◆ **Given instruction 1**
In the note on day-end batsmen data, alter the passage between "I will complete" and "in the pipeline.", inclusive, so that "revised article" becomes "updated article", and give that passage.

◆ **Page excerpt**
* START *

Note: David Barry has sent me an invaluable file containing the day-end batsmen data for all the tests. I myself had gone to my own Text archive and found that this information is available for most matches. However parsing those files would have required lot more effort than parsing the CSV file David has sent.
I will complete the work and come out with a revised article incorporating the actual player data. I will also do a comparison of the actual results and my own derived results. However this will be after some time after looking at a few other interesting ideas already in the pipeline.
I owe David one for this.
There was a suggestion to use the day-end player data which is available in text scorecards. While accepting that this is available in most scorecards, I have to express the inability to do so at the current stage because I have to download quite a few scorecards, do a text-based data mining to extract this data, do some complex parsing work and link this data to the player and fall-of-wicket data already available. This is certainly possible. However, this will take too much time and resources and it is not possible to do this at this instance. Possibly at a later date.

* END *

◆ **Source records**
* START *

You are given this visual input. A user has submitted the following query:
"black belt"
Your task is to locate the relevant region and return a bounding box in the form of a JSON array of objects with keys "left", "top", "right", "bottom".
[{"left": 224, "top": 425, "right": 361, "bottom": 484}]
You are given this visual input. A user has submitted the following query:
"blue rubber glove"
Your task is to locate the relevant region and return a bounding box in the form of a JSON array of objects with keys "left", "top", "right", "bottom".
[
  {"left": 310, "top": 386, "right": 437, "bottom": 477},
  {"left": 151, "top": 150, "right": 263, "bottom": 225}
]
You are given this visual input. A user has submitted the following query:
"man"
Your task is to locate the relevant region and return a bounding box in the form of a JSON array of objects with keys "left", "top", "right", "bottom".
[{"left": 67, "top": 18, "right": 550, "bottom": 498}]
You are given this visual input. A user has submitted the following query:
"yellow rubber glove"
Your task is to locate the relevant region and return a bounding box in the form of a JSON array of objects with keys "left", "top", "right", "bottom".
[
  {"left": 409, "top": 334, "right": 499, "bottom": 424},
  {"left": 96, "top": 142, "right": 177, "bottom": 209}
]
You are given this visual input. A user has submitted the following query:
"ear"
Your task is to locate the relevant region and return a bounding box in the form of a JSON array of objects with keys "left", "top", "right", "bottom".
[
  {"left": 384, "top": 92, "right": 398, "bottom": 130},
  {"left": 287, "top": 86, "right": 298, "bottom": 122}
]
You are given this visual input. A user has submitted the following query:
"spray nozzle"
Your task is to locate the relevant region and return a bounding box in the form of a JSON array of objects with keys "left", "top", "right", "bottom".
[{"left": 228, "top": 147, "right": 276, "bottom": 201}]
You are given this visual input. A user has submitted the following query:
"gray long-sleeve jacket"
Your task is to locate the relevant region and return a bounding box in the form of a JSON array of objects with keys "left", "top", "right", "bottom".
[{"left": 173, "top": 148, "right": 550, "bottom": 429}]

* END *

◆ **Given instruction 2**
Copy out each line of the rows above that contains the string "rubber", matching case exactly.

◆ **Exercise solution 1**
I will complete the work and come out with a updated article incorporating the actual player data. I will also do a comparison of the actual results and my own derived results. However this will be after some time after looking at a few other interesting ideas already in the pipeline.

◆ **Exercise solution 2**
"blue rubber glove"
"yellow rubber glove"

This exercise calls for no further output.